• _DOCUMENT_:
--------------------

Not exactly a video game case, but important the world of Copyrights nonetheless. The decision everyone has been waiting for it out. Today the U.S. Supreme Court held that Aereo is equivalent to a cable company, and is performing copyrighted works to the public without paying a license, and therefore they infringe the rights of copyright holders.
The court states:
…we find [Aereo] highly similar to those of the CATV systems in [previous Supreme Court cases]. And those are activities that the 1976 amendments sought to bring within thes cope of the Copyright Act. Insofar as there are differences, those differences concern not the nature of the service that Aereo provides so much as the technological manner in which it provides the service. We conclude that those differences are not adequate to place Aereo’s activities outside the scope of the Act. For these reasons, we conclude that Aereo “perform[s]” petitioners’ copyrighted works “publicly,” as those terms are defined by the Transmit Clause. We therefore reverse the contrary judgment of the Court of Appeals, and weremand the case for further proceedings consistent with this opinion.
Unless there is a legislation change, that’s the end of the road for Aereo as we know it.

--------------------

• _PROVIDED MATERIAL_:
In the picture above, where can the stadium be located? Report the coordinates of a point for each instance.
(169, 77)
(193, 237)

--------------------

• _SET EXERCISE 1_: According to the post on the Aereo ruling, what did the U.S. Supreme Court hold Aereo to be equivalent to?
• _SET EXERCISE 2_: Translate this sentence from the post on the Aereo ruling into Spanish: "We conclude that those differences are not adequate to place Aereo’s activities outside the scope of the Act."

• _COMPLETE RESPONSE 1_: A cable company.

• _COMPLETE RESPONSE 2_: Concluimos que esas diferencias no son suficientes para situar las actividades de Aereo fuera del ámbito de la Ley.